• [Try it]
Leave out all lines before the one containing "Where can the white", and copy that line and all the rest below it exactly.

• [Data for this exercise]
=======
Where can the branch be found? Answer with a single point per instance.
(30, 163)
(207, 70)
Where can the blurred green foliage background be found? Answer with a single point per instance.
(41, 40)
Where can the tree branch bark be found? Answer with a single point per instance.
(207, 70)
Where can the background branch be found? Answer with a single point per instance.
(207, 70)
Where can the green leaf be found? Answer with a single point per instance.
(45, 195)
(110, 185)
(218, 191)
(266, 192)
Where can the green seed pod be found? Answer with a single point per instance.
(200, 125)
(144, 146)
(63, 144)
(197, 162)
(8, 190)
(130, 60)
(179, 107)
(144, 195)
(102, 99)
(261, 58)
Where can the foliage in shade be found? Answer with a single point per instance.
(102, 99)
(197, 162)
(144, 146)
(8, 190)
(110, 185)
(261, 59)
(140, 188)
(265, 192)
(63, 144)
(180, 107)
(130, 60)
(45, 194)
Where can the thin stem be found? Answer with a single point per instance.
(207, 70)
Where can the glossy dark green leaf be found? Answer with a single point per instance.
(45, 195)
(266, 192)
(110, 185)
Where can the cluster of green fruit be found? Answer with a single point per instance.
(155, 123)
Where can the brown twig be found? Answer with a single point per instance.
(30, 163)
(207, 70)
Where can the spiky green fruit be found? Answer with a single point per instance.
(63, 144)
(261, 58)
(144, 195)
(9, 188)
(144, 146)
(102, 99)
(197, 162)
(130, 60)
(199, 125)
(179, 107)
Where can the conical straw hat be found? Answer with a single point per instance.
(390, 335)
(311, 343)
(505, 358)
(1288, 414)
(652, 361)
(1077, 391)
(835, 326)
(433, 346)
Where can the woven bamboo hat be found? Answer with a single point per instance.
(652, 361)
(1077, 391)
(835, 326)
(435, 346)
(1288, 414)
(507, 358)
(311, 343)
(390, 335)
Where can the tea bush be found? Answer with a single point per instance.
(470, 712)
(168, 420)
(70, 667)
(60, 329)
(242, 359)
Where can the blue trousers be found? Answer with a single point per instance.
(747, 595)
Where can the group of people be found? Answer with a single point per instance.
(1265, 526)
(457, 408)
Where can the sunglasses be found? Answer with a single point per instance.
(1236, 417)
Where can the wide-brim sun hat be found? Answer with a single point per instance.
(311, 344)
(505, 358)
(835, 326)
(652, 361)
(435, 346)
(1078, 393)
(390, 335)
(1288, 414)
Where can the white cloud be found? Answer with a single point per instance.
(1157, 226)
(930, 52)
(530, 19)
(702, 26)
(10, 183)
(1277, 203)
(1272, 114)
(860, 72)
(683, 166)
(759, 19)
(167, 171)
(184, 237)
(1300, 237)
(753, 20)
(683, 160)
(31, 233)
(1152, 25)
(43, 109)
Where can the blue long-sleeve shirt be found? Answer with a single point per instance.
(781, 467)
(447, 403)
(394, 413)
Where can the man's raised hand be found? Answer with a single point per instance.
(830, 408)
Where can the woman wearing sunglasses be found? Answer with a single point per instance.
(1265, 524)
=======
• [Answer box]
Where can the white cloud be found? Answer with a single point per instance.
(1157, 226)
(930, 52)
(530, 19)
(702, 26)
(10, 183)
(1277, 203)
(1272, 114)
(860, 72)
(683, 166)
(759, 19)
(167, 171)
(184, 237)
(1300, 237)
(753, 20)
(683, 160)
(31, 233)
(1152, 25)
(43, 109)
Where can the blue long-sleeve shirt be found? Answer with a single point per instance.
(781, 467)
(447, 403)
(394, 413)
Where can the man's raised hand be found? Answer with a single point per instance.
(830, 408)
Where can the woman wearing sunglasses be found? Answer with a single point per instance.
(1265, 524)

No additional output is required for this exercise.